--- POLECENIE A ---
Wyjaśnij, dlaczego według tekstu o rynkach giełdowych warto obecnie zwiększyć ekspozycję na rynkach wschodzących.
--- POLECENIE B ---
Przepisz dokładnie fragment tekstu o rynkach giełdowych, który zaczyna się słowami „Analitycy liczą na” i kończy słowami „dzisiaj Nikkei 225.”.

--- TEKST DO CZYTANIA ---
Analitycy liczą na zwyżki, ale podpowiadają aby szczególnie patrzeć na tzw. rynki bazowe. W Wielki Czwartek DAX i CAC 40 ustanowiły w ciągu dnia rekordy wszech czasów. FTSE 250 miał rekord roczny. ATH przed weekendem notował też S&P 500.
W poniedziałek główne indeksy w USA notowania zaczęły od zwyżek, ale po kilkudziesięciu minutach handlu spadły poniżej zamknięcia z czwartku. Ostatecznie S&P 500 spadł o 0,2 proc., a Nasdaq Composite zyskał 0,1 proc. O tyle samo poszedł w górę dzisiaj Nikkei 225.
Kontynuacja hossy w kwietniu?
Kamil Cisowski, DI Xelion
Utrzymujące się napięcia geopolityczne, bardzo wysokie wyceny, mieszane sezony wyników i oddalenie się pierwszych obniżek stóp w Europie i USA nie przeszkodziły globalnym rynkom w odnotowaniu najlepszego na poziome zagregowanym I kw. od 2019 r. Zaskakująca odporność gospodarki amerykańskiej na wysokie stopy procentowe oraz szał na AI, który najlepiej obrazuje wzrost notowań trzeciej najwyżej wycenianej obecnie spółki na amerykańskim parkiecie - Nvidii, o 82,5% od początku roku, przełamały wszelkie argumenty za przynajmniej krótkoterminową korektą. Gdy pojawiło się jej ryzyko w marcu, zażegnał je J. Powell, prezentując gołębie stanowisko na konferencji po posiedzeniu FOMC.
Spodziewamy się, że II kw. będzie znacznie słabszy niż I kw., na co wpływa też kalendarz wyborczy w USA. Uważamy, że znaczna poprawa szerokości rynku w Nowym Jorku w ostatnich tygodniach i lekka zadyszka spółek technologicznych (warto zwrócić uwagę, że S&P 500 wzrósł pomiędzy styczniem a marcem silniej niż Nasdaq) są symptomem szerszego zjawiska, które w najbliższych miesiącach może się przerodzić w rzadki underperformance giełdy amerykańskiej. Awersja do ryzyka pozostaje skrajnie niska, ale jej głównymi beneficjentami były w ostatnim miesiącu surowce, przede wszystkim kruszce, ale też miedź (o kakao nie wspominamy z uwagi na podażowe przyczyny trzycyfrowych wzrostów), czy też kryptowaluty. Uważamy, że warto obecnie podjąć ryzyko zwiększenia ekspozycji na wciąż wyprzedanym rynku chińskim, a także, szerzej, na rynkach wschodzących, będących potencjalnymi beneficjentami osłabienia dolara towarzyszącego rozpoczęciu obniżek stóp procentowych za oceanem, które zapewne rozpocznie się w czerwcu. Pozostajemy optymistycznie nastawieni do rynku polskiego, nadzwyczaj zmiennego w I kw.

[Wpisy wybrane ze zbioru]
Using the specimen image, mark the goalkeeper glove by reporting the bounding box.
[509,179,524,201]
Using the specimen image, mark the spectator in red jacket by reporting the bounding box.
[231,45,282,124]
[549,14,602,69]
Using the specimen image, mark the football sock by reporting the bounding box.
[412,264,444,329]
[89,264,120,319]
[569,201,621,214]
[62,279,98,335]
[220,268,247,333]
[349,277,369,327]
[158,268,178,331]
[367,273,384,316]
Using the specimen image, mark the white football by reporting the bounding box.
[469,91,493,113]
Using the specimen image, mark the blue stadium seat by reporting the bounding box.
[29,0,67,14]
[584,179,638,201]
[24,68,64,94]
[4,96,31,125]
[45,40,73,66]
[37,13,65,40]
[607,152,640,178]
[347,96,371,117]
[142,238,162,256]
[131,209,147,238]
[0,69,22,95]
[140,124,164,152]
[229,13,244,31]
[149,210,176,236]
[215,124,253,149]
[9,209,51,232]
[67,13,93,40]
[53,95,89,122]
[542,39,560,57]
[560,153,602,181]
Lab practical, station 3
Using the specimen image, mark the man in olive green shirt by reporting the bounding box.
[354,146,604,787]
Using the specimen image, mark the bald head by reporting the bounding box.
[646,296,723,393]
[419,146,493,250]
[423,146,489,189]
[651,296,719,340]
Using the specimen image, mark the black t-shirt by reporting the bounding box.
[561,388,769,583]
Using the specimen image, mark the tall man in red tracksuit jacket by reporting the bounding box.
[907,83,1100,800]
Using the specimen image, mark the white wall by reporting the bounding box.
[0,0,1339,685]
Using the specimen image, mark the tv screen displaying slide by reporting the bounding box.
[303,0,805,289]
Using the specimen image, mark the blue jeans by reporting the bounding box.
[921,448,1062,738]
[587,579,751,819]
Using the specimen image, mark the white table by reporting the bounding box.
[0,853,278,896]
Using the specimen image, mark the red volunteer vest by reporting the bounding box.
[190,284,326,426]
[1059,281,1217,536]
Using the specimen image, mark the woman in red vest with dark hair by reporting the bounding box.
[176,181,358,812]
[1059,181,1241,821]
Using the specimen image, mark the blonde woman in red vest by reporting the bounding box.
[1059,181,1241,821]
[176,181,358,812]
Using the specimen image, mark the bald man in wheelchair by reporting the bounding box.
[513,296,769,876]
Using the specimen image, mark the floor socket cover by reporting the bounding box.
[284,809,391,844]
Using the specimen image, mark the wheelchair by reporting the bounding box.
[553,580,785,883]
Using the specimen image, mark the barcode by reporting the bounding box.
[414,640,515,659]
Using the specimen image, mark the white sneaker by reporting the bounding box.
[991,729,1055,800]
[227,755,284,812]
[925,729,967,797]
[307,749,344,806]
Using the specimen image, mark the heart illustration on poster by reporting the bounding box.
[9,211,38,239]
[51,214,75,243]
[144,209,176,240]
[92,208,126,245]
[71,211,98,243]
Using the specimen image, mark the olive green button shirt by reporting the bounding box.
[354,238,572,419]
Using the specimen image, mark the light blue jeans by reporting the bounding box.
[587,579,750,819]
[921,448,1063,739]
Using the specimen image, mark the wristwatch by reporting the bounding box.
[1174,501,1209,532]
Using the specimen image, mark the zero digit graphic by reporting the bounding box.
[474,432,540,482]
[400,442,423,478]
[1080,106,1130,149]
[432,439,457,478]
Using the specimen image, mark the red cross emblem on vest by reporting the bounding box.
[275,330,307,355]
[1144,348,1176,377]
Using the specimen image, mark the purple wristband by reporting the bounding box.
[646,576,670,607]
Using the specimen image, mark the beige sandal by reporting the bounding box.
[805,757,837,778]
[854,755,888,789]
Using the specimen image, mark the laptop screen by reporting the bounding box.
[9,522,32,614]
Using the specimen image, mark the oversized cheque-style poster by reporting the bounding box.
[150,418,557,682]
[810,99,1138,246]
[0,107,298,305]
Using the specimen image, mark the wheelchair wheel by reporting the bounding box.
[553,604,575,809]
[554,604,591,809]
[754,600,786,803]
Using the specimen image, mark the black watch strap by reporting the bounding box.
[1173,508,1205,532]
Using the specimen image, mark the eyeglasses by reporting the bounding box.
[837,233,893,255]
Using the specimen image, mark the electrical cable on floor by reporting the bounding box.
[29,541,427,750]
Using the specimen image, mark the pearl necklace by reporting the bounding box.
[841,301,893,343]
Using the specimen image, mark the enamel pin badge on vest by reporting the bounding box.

==

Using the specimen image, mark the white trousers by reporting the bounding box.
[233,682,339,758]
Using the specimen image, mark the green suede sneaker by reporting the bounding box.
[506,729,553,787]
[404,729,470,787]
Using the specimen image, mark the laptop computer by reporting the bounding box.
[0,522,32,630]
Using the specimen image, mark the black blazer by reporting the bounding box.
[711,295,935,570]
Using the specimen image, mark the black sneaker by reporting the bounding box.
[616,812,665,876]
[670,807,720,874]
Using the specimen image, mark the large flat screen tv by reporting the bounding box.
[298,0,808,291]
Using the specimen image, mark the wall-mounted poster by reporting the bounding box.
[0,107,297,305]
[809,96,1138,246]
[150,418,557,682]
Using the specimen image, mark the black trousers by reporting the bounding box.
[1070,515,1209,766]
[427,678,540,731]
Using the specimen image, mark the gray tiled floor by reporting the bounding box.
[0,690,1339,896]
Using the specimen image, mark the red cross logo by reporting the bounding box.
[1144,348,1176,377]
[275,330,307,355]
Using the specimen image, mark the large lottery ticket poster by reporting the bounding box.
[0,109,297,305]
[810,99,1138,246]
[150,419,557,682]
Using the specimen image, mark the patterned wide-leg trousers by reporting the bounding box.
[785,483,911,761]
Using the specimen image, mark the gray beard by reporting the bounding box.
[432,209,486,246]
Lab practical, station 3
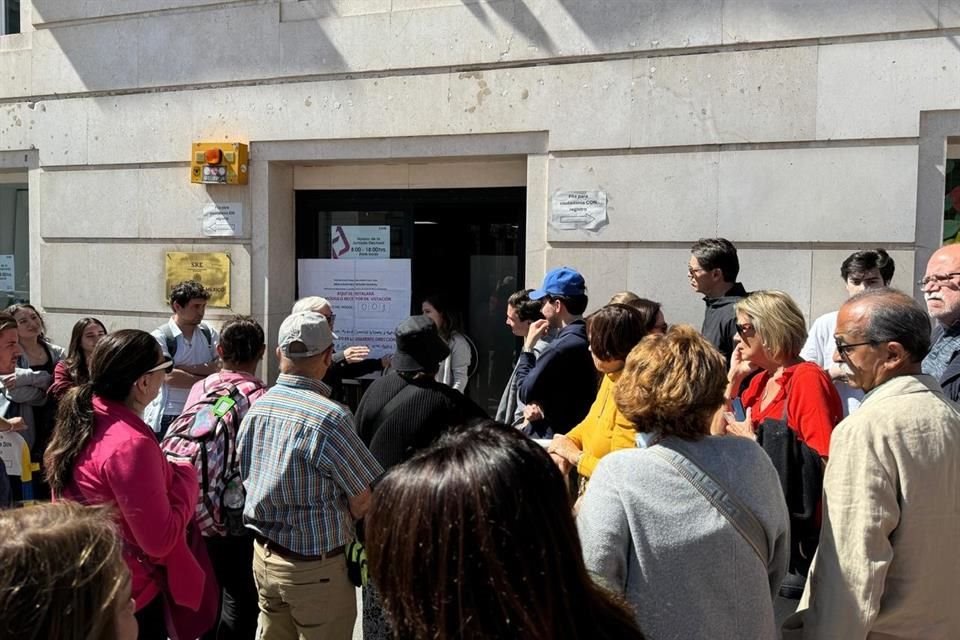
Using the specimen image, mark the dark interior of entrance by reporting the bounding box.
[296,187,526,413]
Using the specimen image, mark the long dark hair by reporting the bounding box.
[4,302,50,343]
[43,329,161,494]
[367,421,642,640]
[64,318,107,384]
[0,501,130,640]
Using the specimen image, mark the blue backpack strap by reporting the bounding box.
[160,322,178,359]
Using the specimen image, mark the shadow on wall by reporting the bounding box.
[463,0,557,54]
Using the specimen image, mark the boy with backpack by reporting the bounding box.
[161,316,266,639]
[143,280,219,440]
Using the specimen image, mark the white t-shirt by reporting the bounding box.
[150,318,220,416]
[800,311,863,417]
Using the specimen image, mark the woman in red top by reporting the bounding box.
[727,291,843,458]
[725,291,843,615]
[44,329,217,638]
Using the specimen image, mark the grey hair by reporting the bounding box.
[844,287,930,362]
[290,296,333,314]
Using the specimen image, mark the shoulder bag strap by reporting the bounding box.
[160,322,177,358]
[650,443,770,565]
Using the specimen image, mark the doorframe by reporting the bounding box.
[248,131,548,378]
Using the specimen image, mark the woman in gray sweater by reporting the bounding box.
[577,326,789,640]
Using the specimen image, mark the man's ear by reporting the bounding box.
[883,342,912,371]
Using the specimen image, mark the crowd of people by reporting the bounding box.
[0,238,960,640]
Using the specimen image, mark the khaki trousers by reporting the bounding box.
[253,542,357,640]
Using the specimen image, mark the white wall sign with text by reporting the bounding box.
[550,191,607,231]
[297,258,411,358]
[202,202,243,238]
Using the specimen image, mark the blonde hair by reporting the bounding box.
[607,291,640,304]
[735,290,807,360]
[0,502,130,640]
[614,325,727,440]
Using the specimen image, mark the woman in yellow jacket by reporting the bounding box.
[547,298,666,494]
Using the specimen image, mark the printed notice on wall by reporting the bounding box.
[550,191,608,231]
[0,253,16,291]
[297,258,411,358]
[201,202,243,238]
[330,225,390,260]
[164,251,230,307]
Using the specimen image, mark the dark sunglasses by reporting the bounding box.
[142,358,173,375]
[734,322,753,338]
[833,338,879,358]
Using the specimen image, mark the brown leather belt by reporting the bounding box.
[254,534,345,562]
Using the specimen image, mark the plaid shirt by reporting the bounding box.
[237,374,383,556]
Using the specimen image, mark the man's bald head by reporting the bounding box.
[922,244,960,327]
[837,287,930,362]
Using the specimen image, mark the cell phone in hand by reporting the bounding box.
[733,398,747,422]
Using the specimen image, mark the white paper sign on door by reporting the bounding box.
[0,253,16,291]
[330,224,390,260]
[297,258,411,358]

==

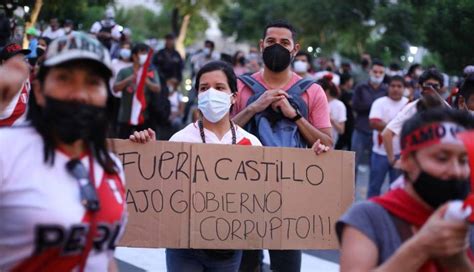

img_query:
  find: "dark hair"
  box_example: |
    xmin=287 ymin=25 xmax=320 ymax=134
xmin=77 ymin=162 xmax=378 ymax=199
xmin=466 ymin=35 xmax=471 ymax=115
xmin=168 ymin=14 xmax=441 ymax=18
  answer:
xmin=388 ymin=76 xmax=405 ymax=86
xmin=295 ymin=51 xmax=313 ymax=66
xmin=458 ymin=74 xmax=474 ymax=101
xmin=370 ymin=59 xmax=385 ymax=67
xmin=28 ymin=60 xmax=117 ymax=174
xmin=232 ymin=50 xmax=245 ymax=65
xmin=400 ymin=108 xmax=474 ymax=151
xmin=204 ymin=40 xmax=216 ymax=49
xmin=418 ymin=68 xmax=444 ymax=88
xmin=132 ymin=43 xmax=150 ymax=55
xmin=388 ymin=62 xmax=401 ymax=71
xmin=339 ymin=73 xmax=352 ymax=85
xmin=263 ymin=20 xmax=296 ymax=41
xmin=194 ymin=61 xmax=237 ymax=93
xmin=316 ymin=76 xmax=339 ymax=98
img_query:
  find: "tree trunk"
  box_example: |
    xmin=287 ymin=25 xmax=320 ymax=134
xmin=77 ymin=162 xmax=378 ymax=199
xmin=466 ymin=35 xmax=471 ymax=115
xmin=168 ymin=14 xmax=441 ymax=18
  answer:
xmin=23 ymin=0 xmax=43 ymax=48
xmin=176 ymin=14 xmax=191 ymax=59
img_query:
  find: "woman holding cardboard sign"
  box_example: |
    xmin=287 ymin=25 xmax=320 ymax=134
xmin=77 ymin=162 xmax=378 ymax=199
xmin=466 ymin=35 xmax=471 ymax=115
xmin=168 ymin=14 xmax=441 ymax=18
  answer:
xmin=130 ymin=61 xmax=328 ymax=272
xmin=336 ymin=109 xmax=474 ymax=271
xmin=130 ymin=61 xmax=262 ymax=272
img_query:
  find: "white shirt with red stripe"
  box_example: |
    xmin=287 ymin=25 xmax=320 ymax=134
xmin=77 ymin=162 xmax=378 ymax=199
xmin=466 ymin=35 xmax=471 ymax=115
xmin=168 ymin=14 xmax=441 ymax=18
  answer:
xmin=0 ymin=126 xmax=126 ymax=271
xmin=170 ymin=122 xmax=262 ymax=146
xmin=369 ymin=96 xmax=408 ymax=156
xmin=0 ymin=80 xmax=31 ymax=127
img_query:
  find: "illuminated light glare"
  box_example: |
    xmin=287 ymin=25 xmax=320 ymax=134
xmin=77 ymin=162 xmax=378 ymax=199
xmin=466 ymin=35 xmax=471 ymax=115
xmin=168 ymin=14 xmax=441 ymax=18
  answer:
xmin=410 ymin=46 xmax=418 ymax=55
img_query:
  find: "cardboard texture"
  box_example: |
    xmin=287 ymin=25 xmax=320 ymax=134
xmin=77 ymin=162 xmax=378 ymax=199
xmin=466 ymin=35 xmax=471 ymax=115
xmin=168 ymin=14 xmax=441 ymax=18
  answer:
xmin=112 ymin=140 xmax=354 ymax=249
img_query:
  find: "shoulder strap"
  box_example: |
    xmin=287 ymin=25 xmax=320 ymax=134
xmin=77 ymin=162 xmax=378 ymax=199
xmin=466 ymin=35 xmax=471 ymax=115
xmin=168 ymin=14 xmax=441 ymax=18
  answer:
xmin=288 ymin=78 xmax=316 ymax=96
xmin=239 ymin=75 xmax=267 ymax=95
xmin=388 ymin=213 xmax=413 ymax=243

--- POLE ODPOWIEDZI A ---
Rynki wschodzące mogą skorzystać na osłabieniu dolara. To osłabienie ma towarzyszyć rozpoczęciu obniżek stóp procentowych w USA, które zapewne nastąpi w czerwcu.

--- POLE ODPOWIEDZI B ---
Analitycy liczą na zwyżki, ale podpowiadają aby szczególnie patrzeć na tzw. rynki bazowe. W Wielki Czwartek DAX i CAC 40 ustanowiły w ciągu dnia rekordy wszech czasów. FTSE 250 miał rekord roczny. ATH przed weekendem notował też S&P 500.
W poniedziałek główne indeksy w USA notowania zaczęły od zwyżek, ale po kilkudziesięciu minutach handlu spadły poniżej zamknięcia z czwartku. Ostatecznie S&P 500 spadł o 0,2 proc., a Nasdaq Composite zyskał 0,1 proc. O tyle samo poszedł w górę dzisiaj Nikkei 225.